##### Material provided #####

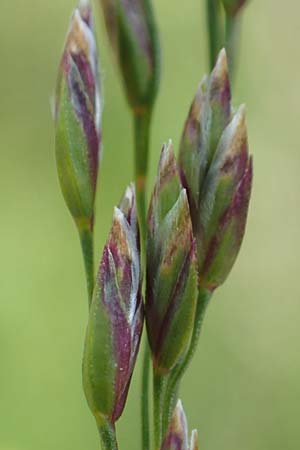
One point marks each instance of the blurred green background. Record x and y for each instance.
(242, 391)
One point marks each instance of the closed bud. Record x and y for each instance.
(216, 170)
(116, 317)
(77, 117)
(133, 35)
(233, 7)
(171, 292)
(177, 434)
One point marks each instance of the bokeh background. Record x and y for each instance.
(242, 390)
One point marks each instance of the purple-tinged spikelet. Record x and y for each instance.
(171, 291)
(77, 116)
(116, 317)
(216, 171)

#####

Given exercise: Write out exactly the final stretch of the records: the line containing "One point marks each instance of the closed" and every line after it, through the last, and nothing else.

Right answer:
One point marks each instance of the closed bud. Record x and y for each instance.
(216, 170)
(116, 317)
(77, 117)
(133, 35)
(233, 7)
(171, 292)
(177, 434)
One point marks each instance of the bokeh background. Record x and y for each instance.
(242, 390)
One point marks each instance of the purple-tinged spikelet. Record x and y for each instance.
(171, 291)
(77, 116)
(116, 317)
(216, 171)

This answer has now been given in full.